About The Royle Family

Few Britcoms over the past few years have polarised audiences quite like The Royle Family. But to understand the show you have to understand its subtlety. The nuances of what appears to be mundane everyday conversation reveal far more about the faintly grubby characters than several series of well signposted stock gags ever could.

The Royle Family

Jim Royle, my arse!

Bearded patriarch Jim Royle (played with almost uncanny naturalism by professional scouser Ricky Tomlinson), seemingly glued to his decrepit armchair, has the privilege of uttering the first line of The Royle Family. To set the tone of the show perfectly, it's about the phone bill: "Ninety-eight quid. Ninety-eight quid. Its good to talk, my arse!". And with these seemingly baseless words, an enduring catchphrase was born.

From little acorns grow great rewards

First broadcast in September 1998, The Royle Family was originally buried on late-night BBC2, but after the rapturous critical acclaim (not to mention rapidly burgeoning public response) to the first series, all subsequent episodes were shown on prime time BBC1. The gongs followed quickly: a BAFTA for Best Sitcom and one for Best Comedy Performance (given to Caroline Aherne, who played Jim's vacant daughter Denise as well as co-creating and co-writing the show) were awarded in 2000.

ENTRIES PROVIDED:

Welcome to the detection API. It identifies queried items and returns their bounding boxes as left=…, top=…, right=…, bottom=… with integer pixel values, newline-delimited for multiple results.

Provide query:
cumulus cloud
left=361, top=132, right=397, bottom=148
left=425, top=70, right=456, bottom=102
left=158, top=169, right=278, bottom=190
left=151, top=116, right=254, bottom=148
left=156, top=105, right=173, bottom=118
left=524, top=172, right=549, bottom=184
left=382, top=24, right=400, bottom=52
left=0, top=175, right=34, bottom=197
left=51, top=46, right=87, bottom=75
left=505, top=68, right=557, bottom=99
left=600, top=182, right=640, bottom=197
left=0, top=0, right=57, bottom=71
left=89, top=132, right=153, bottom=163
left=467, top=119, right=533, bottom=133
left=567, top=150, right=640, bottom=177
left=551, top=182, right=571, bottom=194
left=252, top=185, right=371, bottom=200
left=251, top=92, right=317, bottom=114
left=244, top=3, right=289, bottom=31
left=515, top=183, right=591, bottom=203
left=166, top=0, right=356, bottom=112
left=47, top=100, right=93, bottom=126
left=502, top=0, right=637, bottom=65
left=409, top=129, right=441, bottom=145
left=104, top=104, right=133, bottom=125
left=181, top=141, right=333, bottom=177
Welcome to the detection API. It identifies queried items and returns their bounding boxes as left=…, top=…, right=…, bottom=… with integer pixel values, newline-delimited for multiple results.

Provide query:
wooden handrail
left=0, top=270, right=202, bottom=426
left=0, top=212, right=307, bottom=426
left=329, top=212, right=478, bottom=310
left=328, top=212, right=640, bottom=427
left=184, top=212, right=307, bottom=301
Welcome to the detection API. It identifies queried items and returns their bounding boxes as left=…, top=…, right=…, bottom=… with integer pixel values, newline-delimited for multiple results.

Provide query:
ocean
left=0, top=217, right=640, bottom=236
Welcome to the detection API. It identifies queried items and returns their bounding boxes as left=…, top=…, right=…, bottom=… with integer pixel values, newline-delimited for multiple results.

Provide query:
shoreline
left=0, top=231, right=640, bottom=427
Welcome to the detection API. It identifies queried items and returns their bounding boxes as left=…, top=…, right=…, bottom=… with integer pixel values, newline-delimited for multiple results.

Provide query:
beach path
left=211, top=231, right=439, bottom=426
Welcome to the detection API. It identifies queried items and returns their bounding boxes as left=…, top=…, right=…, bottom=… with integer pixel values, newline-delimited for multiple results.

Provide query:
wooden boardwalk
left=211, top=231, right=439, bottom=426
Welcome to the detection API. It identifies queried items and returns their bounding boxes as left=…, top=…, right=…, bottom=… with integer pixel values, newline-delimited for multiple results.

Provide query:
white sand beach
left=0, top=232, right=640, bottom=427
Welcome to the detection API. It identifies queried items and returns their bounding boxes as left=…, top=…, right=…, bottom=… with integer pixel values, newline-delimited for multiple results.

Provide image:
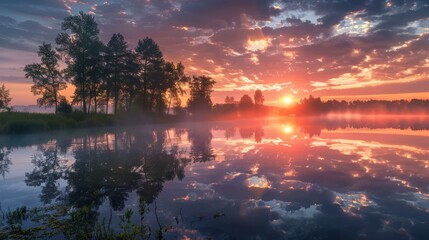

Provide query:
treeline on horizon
left=0, top=12, right=429, bottom=118
left=294, top=95, right=429, bottom=116
left=24, top=12, right=215, bottom=117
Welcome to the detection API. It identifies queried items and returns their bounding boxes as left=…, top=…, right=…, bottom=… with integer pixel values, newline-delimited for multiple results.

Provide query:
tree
left=135, top=37, right=164, bottom=110
left=105, top=33, right=131, bottom=114
left=164, top=62, right=189, bottom=112
left=58, top=97, right=73, bottom=115
left=188, top=76, right=216, bottom=114
left=0, top=84, right=12, bottom=111
left=24, top=43, right=67, bottom=114
left=56, top=12, right=102, bottom=113
left=253, top=89, right=265, bottom=105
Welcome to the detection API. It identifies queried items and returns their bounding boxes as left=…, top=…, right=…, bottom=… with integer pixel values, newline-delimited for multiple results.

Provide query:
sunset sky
left=0, top=0, right=429, bottom=105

WRITTEN TASKS:
1: Summarize the article about The Royle Family in two sentences.
2: Please turn the paragraph of the Royle Family article that begins "First broadcast in September 1998" into a bulleted list that keeps its main facts.
3: Write the next part of the article about The Royle Family, picking up after its final sentence.

WRITTEN RESPONSES:
1: The Royle Family is a Britcom that has polarized audiences, and its seemingly mundane everyday conversations reveal more about its characters than stock gags could. First broadcast on late-night BBC2 in September 1998, it moved to prime time BBC1 after acclaim for the first series and won BAFTAs for Best Sitcom and Best Comedy Performance in 2000.

2:
- The show was first broadcast in September 1998 on late-night BBC2.
- After rapturous critical acclaim and a growing public response to the first series, all later episodes were shown on prime time BBC1.
- In 2000 it won a BAFTA for Best Sitcom.
- Caroline Aherne, who played Jim's daughter Denise and co-created and co-wrote the show, won a BAFTA for Best Comedy Performance that same year.

3:
Hyperreality bites

Royle Family creators Aherne and Cash (who also plays Dave Best, Denise's sloth-like boyfriend), along with non-acting co-writer Henry Normal, were determined to make the show as true-to-life as possible. They decided from the off to jettison that sitcom staple, the laugh track, and ensured all dialogue was overflowing with the tics, unintentional belches and inconsequential moaning characteristic of real conversation. But Ricky Tomlinson went one step further: he insisted on not shaving for the duration, and wore the same stinking unwashed shirt throughout, the trooper.

Story schmory

As with The Office, another phenomenally successful offbeat comedy of nuance, concrete storylines are thin on the ground in The Royle Family. Sure, there might be a wedding, the odd birthday and a spot of decorating to be done, but the beauty of The Royle Family is the depiction of the spirit-crushingly banal drudgery of everyday working-class housebound existence. The cast's collective frustration is eased either by shouting at the telly or at Anthony (Ralf Little), Denise's dopey younger brother. There's much fun to be had collecting Anthony's nicknames, dispensed with relish by his merciless family: Lurch, Grumpy, Mallethead, Basinhead, Gayboy, Lazyarse...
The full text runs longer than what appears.